_Short problem a:_
In the news article about Weld County Commissioner Julie Cozad, how did the Independent Ethics Commission vote on the complaint against her?
----- Excerpt
GREELEY – Weld County Commissioner Chairwoman Julie Cozad has formally responded to allegations she violated Article XXIX of the Colorado Constitution by receiving a gift in excess of $59.
On Sept. 29, the Independent Ethics Commission (IEC) deemed a complaint filed by Johnstown resident Ellen DeLorenzo non-frivolous. The commissioners voted 3-1 in the matter, with one commissioner recused from the vote for unknown reasons.
When Complete Colorado originally reported the investigation, Cozad would only say she planned to respond.
“I did not hide from Ms. DeLorenzo’s complaint,” Cozad says in her response, “but addressed it in a very public way, multiple times, and I openly posted on my Facebook page what happened right away, and over 40 people commented that they appreciated my transparency on the issue.”
The IEC is charged with investigating and handing down penalties against state and local officials. It is a five-member, non-partisan board, with one member appointed by each the governor, the State House of Representatives, the State Senate, and the Chief Justice of the Colorado Supreme Court. The fifth member is appointed by the other four.
----------
----- Data to process
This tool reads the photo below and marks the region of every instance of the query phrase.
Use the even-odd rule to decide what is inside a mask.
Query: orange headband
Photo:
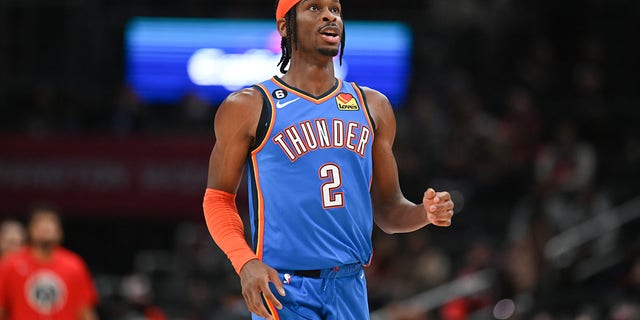
[[[284,18],[287,12],[298,4],[298,2],[300,2],[300,0],[280,0],[278,2],[278,8],[276,9],[276,20]]]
----------
_Short problem b:_
Render the listing above, not the article, as a Markdown table with the columns Row and Line. Skip blank lines and leave out the pictures.

_Written solution a:_
The commissioners voted 3-1 to deem the complaint non-frivolous, with one commissioner recused.

_Written solution b:_
| Row | Line |
|---|---|
| 1 | This tool reads the photo below and marks the region of every instance of the query phrase. |
| 2 | Use the even-odd rule to decide what is inside a mask. |
| 3 | Query: orange headband |
| 4 | Photo: |
| 5 | [[[284,18],[287,12],[298,4],[298,2],[300,2],[300,0],[280,0],[278,2],[278,8],[276,9],[276,20]]] |